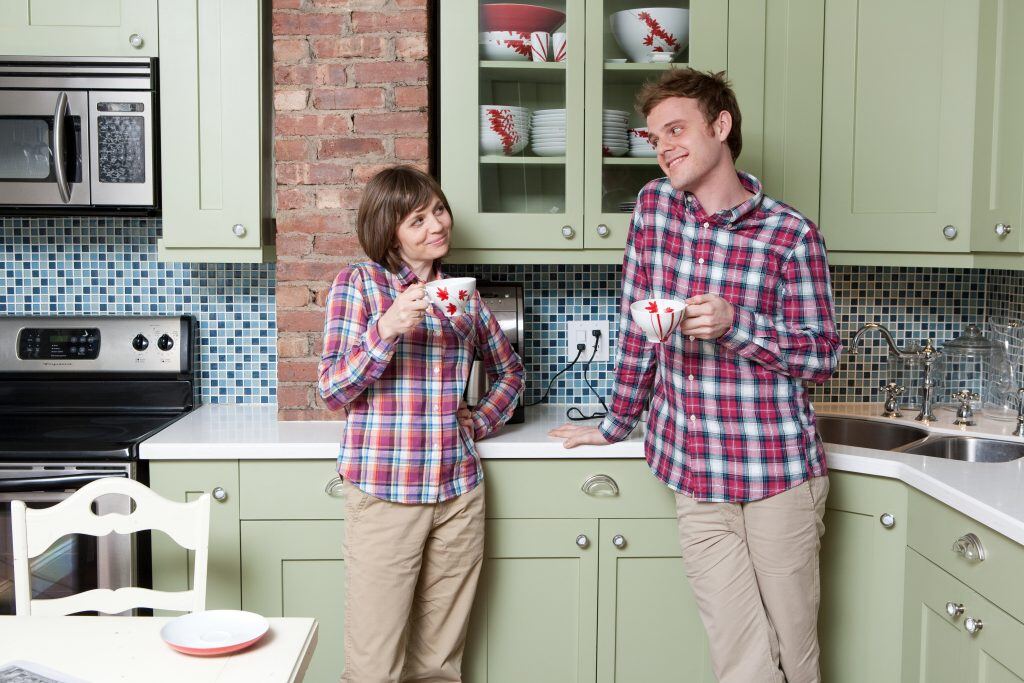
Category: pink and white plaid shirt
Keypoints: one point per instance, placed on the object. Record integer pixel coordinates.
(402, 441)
....
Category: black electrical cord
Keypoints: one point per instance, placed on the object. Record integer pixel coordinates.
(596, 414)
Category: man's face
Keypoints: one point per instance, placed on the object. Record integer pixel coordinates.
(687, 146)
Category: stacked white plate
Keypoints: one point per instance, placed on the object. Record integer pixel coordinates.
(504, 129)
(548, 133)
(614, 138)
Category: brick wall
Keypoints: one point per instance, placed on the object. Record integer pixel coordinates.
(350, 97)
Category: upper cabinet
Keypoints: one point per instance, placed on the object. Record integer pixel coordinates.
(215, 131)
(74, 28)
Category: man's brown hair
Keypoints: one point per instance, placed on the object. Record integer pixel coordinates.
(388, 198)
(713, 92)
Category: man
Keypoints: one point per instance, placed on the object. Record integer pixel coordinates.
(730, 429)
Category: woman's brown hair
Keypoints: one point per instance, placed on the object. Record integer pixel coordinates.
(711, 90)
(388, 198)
....
Extract each line from the entries above that contains the word "brown", and reproduce every such line in full.

Task output>
Category: man's brown hair
Category: woman's brown hair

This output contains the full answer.